# WHAT YOU HAVE TO DO
Once the images are removed, set down everything else in the listing below exactly.
====
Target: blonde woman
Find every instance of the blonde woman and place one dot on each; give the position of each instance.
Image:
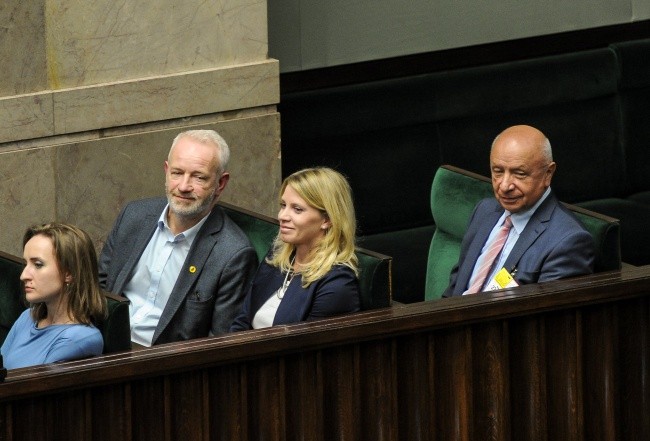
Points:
(61, 284)
(311, 271)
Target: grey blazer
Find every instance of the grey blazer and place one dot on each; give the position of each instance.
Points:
(554, 245)
(204, 302)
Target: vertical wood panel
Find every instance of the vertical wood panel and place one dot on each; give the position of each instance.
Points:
(149, 396)
(528, 379)
(229, 403)
(304, 397)
(416, 398)
(6, 422)
(600, 374)
(111, 413)
(188, 406)
(266, 403)
(378, 390)
(634, 368)
(564, 366)
(341, 389)
(491, 388)
(453, 383)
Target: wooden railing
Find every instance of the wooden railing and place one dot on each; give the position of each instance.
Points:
(565, 360)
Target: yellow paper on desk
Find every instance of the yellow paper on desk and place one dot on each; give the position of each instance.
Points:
(502, 279)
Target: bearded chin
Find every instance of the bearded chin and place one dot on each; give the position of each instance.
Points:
(196, 208)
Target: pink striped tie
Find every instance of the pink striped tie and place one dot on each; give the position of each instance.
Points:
(487, 258)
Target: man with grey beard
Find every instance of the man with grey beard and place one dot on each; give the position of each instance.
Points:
(183, 264)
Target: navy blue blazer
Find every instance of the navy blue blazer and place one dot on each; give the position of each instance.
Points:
(335, 293)
(554, 245)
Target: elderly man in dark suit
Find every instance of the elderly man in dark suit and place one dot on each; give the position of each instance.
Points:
(184, 265)
(523, 235)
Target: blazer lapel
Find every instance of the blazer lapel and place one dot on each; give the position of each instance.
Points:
(194, 265)
(140, 243)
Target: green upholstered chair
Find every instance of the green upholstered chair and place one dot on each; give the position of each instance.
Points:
(115, 329)
(455, 192)
(375, 268)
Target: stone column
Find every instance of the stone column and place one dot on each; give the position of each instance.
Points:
(93, 93)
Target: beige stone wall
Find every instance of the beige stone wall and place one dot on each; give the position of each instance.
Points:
(94, 92)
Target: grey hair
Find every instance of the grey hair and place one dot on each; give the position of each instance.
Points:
(207, 137)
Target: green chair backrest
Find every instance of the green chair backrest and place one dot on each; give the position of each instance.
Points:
(374, 268)
(454, 194)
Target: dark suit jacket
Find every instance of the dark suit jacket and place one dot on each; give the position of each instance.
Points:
(554, 245)
(335, 293)
(201, 303)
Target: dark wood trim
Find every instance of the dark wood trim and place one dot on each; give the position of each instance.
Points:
(477, 55)
(562, 360)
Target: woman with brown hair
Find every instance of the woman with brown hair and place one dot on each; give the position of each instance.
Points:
(61, 284)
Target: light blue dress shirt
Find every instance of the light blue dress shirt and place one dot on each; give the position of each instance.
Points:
(519, 222)
(154, 277)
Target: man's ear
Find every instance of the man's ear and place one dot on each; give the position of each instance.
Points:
(223, 181)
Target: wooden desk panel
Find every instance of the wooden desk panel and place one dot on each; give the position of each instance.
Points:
(565, 360)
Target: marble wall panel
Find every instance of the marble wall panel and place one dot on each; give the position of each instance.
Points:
(95, 179)
(26, 117)
(167, 97)
(27, 194)
(22, 47)
(91, 42)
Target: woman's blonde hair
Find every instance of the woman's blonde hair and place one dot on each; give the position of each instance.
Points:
(329, 192)
(75, 255)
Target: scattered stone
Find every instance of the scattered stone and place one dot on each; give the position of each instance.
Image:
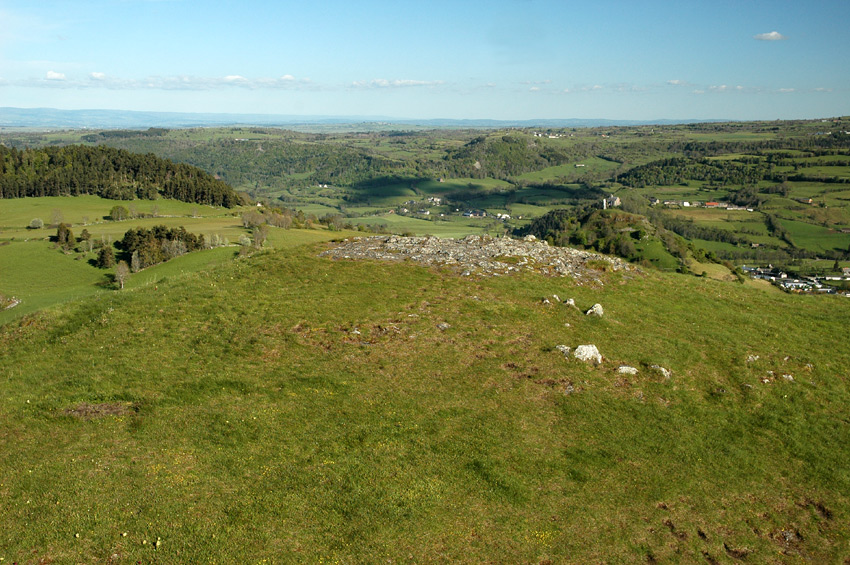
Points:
(588, 353)
(483, 255)
(595, 310)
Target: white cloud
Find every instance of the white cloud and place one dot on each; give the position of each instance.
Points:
(177, 82)
(771, 36)
(397, 83)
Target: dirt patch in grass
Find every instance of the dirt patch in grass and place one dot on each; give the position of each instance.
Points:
(87, 411)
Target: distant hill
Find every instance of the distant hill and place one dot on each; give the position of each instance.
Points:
(97, 119)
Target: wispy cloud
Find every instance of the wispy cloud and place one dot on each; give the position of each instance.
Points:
(770, 36)
(396, 83)
(101, 80)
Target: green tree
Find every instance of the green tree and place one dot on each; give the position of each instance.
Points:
(105, 257)
(119, 213)
(122, 273)
(64, 236)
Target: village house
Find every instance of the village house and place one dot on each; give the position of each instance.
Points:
(610, 202)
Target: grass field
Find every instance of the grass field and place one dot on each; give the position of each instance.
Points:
(17, 213)
(232, 415)
(41, 276)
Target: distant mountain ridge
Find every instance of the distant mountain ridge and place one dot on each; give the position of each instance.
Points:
(108, 119)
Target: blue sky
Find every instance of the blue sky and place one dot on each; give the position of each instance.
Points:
(510, 59)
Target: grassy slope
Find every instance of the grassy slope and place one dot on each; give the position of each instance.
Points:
(262, 427)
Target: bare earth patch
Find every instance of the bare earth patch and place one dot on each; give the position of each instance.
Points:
(86, 411)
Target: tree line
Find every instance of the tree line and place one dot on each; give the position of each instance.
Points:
(107, 172)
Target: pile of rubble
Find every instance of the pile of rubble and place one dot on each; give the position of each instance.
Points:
(482, 255)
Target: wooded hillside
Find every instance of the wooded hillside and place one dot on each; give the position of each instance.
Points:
(108, 172)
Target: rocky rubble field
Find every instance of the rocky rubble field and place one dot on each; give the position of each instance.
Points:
(483, 255)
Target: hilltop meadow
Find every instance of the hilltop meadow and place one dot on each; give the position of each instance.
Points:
(191, 381)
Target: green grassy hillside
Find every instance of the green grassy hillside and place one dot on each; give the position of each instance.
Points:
(288, 408)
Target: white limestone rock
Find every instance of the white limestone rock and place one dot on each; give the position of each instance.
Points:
(588, 353)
====
# TASK RESULT
Target: blonde woman
Find every instance of the blonde woman and place one dot on each; give the position of each instance.
Image:
Points:
(61, 284)
(311, 271)
Target: grey blazer
Find every instance of the grey blazer and place one dot on each; give the position of each instance.
Points:
(554, 245)
(204, 302)
Target: vertical wood panel
Find every instance of the vertical wood panel and place one dot on each; give the position of each instance.
Points:
(149, 396)
(528, 379)
(229, 403)
(304, 397)
(416, 398)
(6, 422)
(600, 374)
(111, 413)
(188, 406)
(266, 403)
(378, 390)
(634, 368)
(564, 366)
(341, 389)
(491, 388)
(453, 383)
Target: wooden railing
Find every instance of the wooden railing and place one dot on each; give the position of each instance.
Points:
(565, 360)
Target: yellow paper on desk
Find every instance of the yellow paper on desk and place one dot on each; give the position of each instance.
Points:
(502, 279)
Target: bearded chin
Find every instance of the bearded chin and place one dot on each; give the position of each instance.
Points:
(196, 208)
Target: pink striped tie
Find every instance of the pink striped tie and place one dot on each; give the position of each instance.
Points:
(487, 258)
Target: man with grey beard
Find every instance of the man with grey beard and place one dot on each; give the position of each instance.
Points:
(183, 264)
Target: navy blue blazer
Find every instance of the navy blue blazer and place one dot on each; give the position of each instance.
Points:
(335, 293)
(554, 245)
Target: elderly man in dark suit
Find every instance of the elderly man in dark suit and place one dot on each; give the position of each instance.
Points:
(184, 265)
(523, 235)
Target: blazer lapel
Find every instance of the blazer lapel and place one dot on each; give the position of each instance.
Points:
(194, 265)
(140, 243)
Target: green upholstered chair
Find every instance of the green upholstered chair and place one dot on each; give the position of each instance.
Points:
(115, 329)
(455, 192)
(375, 268)
Target: stone column
Find every instance of the stone column and place one dot on each; give the position of each instance.
Points:
(93, 93)
Target: beige stone wall
Find every instance of the beige stone wall and place one dot on each; give the position of each instance.
Points:
(94, 92)
Target: grey hair
Find every instance of the grey hair and place one dot on each; give the position of each instance.
Points:
(207, 137)
Target: green chair backrest
Find every instance of the green chair backrest and place one dot on each; give the position of each instance.
Points:
(374, 268)
(454, 194)
Target: dark suit jacket
Find every instance of the dark suit jacket and place one dot on each; give the position of each instance.
Points:
(554, 245)
(335, 293)
(201, 303)
Target: dark wood trim
Find every instance of the dark wood trim and place one dot on each; give the position of each instance.
Points:
(477, 55)
(562, 360)
Target: woman with brown hair
Find every instance of the woman with brown hair and place one dot on each; give the position of each instance.
Points:
(61, 284)
Target: light blue dress shirt
Find every instance of the light blue dress shirt and place one dot on each; give the position of each instance.
Points:
(519, 222)
(154, 277)
Target: man's ear
Find every instance of the man's ear and place one dot on each; give the position of each instance.
Points:
(223, 181)
Target: wooden desk panel
Find every instance of the wooden desk panel and place one dot on each; give the position of each instance.
Points:
(565, 360)
Target: marble wall panel
Find every instance of the marble wall panel and place one dot on each; give the position of each instance.
Points:
(95, 179)
(26, 117)
(167, 97)
(27, 194)
(22, 47)
(91, 42)
Target: woman's blonde hair
Find every instance of the woman's blonde hair and place one dot on each; give the position of each instance.
Points:
(329, 192)
(75, 255)
Target: scattered stone
Find every instance of the scattered stone and place one dot on each; give the position of each instance.
Image:
Points:
(588, 353)
(483, 255)
(595, 310)
Target: white cloud
Find every instance of the white cloud and place one dot on each; give the position of each instance.
Points:
(177, 82)
(771, 36)
(397, 83)
Target: dirt patch in grass
Find every instance of the dirt patch in grass and place one dot on each; give the position of each instance.
Points:
(87, 411)
Target: distant hill
Find every instance of the distant hill and place one dot on each; give the position of each instance.
Points:
(97, 119)
Target: wispy cloud
Find every instance of the wispy cloud and place one dot on each; give the position of each instance.
Points:
(770, 36)
(396, 83)
(101, 80)
Target: green tree
Find every instance of the green tree and place one dot on each; give the position of each instance.
Points:
(105, 257)
(119, 213)
(122, 273)
(64, 236)
Target: village house
Find every instance of the village house and place one dot on each; give the position of each instance.
Points:
(610, 202)
Target: grass field
Find every instance of the grass field and place one dot on each; give the position of each instance.
Points:
(17, 213)
(232, 415)
(41, 276)
Target: distant mountain ridge
Find every instance of the distant mountain ridge and place one dot on each; give the position of each instance.
Points:
(108, 119)
Target: blue sky
Find every instance of the blue sky and place one dot on each; give the position of each instance.
Points:
(510, 59)
Target: grassy slope
Find every instance of the grassy slope and place one dot on each; give the position of each instance.
Points:
(262, 427)
Target: bare earth patch
Find every instance of the bare earth patch and place one dot on each; give the position of each instance.
Points:
(86, 411)
Target: tree line
Find every instance of the tree line and place one dot on each; give the position of each instance.
Points:
(107, 172)
Target: pile of rubble
Find every instance of the pile of rubble and place one dot on each; give the position of each instance.
Points:
(482, 255)
Target: wooded hillside
Find every instance of the wooded hillside and place one dot on each; give the position of each instance.
Points:
(108, 172)
Target: rocky rubble field
Find every instance of the rocky rubble field and place one dot on each; give the position of each instance.
Points:
(483, 255)
Target: hilltop meadow
Find every instance of the hilltop meadow and place one dot on each; give the position of each instance.
Points:
(191, 381)
Target: green grassy hillside
Find every instance of the green grassy hillside and place one dot on each; give the position of each instance.
Points:
(288, 408)
Target: white limestone rock
Find every instance of the white limestone rock and place one dot on each; give the position of each instance.
Points:
(588, 353)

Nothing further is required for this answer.